--- Selected excerpt ---

Splitting sentences in C# using Stanford.NLP

So I need to break some sentences up. I have a pretty cool regex that does this, however, I want to try out Stanford.NLP for this. Let’s check it out.

  1. Create a Visual Studio C# project.
    I chose a New Console Project and named it SentenceSplitter.
  2. Right-click on the project and choose “Manage NuGet Packages.
  3. Add the Stanford.NLP.CoreNLP nuget package.
  4. Add the following code to Program.cs (This is a variation of the code provide here: http://sergey-tihon.github.io/Stanford.NLP.NET/StanfordCoreNLP.html
    using edu.stanford.nlp.ling;
    using edu.stanford.nlp.pipeline;
    using java.util;
    using System;
    using System.IO;
    using Console = System.Console;
    
    namespace SentenceSplitter
    {
        class Program
        {
            static void Main(string[] args)

---

**What is asked**
1) Quote the passage of the Stanford.NLP sentence-splitting walkthrough that begins with the words containing "4. Add the following" and ends with "void Main(string[] args)".
2) In the Stanford.NLP sentence-splitting walkthrough, what name is given to the new console project?

--- Listing ---

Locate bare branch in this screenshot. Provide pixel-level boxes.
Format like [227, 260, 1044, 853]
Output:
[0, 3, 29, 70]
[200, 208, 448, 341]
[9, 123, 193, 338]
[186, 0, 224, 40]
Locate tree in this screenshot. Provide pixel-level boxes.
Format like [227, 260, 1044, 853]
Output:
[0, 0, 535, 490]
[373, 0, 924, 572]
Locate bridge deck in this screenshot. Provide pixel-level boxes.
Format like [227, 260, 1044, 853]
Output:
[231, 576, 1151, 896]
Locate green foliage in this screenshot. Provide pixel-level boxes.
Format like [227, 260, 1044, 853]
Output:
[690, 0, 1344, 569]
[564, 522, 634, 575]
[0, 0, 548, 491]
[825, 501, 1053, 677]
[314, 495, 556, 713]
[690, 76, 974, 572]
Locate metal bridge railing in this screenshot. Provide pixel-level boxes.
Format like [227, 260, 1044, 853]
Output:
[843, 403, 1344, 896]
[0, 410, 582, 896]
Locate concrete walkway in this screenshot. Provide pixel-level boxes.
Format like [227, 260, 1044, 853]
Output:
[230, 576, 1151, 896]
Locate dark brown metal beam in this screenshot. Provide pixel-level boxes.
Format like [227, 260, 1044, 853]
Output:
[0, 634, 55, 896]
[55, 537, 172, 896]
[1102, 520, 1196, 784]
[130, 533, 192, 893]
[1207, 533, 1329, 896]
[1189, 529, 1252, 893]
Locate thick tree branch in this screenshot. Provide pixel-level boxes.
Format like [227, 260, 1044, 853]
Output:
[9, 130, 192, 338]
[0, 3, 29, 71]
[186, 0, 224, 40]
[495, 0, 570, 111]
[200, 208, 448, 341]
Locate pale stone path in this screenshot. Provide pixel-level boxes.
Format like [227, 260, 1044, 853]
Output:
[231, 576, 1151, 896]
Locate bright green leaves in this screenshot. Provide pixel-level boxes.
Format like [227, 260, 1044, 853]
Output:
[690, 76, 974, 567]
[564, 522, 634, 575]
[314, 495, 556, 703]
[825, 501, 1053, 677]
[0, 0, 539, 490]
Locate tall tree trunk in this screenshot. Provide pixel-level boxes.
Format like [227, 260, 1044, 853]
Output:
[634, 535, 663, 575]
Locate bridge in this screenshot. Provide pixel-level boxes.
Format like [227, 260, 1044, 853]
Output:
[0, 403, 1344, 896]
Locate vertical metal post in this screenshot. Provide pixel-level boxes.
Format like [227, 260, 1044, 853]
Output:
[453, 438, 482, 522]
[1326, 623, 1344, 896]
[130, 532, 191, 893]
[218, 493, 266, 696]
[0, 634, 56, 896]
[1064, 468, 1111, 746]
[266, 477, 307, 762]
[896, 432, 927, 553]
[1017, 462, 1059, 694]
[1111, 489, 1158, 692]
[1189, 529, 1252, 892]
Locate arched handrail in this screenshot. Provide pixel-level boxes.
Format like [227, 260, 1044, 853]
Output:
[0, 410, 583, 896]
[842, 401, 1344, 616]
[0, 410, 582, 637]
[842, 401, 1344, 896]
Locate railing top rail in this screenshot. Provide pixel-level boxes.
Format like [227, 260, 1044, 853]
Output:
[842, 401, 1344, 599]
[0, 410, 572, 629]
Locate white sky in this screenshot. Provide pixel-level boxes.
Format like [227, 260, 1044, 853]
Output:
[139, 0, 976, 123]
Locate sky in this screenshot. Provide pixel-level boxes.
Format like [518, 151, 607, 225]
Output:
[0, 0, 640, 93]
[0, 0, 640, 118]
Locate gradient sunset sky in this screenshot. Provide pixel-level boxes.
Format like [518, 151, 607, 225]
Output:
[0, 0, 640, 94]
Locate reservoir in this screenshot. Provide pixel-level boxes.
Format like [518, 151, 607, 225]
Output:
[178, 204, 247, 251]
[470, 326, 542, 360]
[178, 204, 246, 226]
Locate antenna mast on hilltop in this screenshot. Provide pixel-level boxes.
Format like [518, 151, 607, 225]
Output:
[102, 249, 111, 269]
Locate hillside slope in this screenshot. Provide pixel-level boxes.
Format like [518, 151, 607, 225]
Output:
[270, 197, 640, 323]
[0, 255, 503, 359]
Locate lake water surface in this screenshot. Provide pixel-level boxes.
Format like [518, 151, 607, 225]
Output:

---

**Problem solutions**
1)
4. Add the following code to Program.cs (This is a variation of the code provide here: http://sergey-tihon.github.io/Stanford.NLP.NET/StanfordCoreNLP.html
    using edu.stanford.nlp.ling;
    using edu.stanford.nlp.pipeline;
    using java.util;
    using System;
    using System.IO;
    using Console = System.Console;
    
    namespace SentenceSplitter
    {
        class Program
        {
            static void Main(string[] args)

2) SentenceSplitter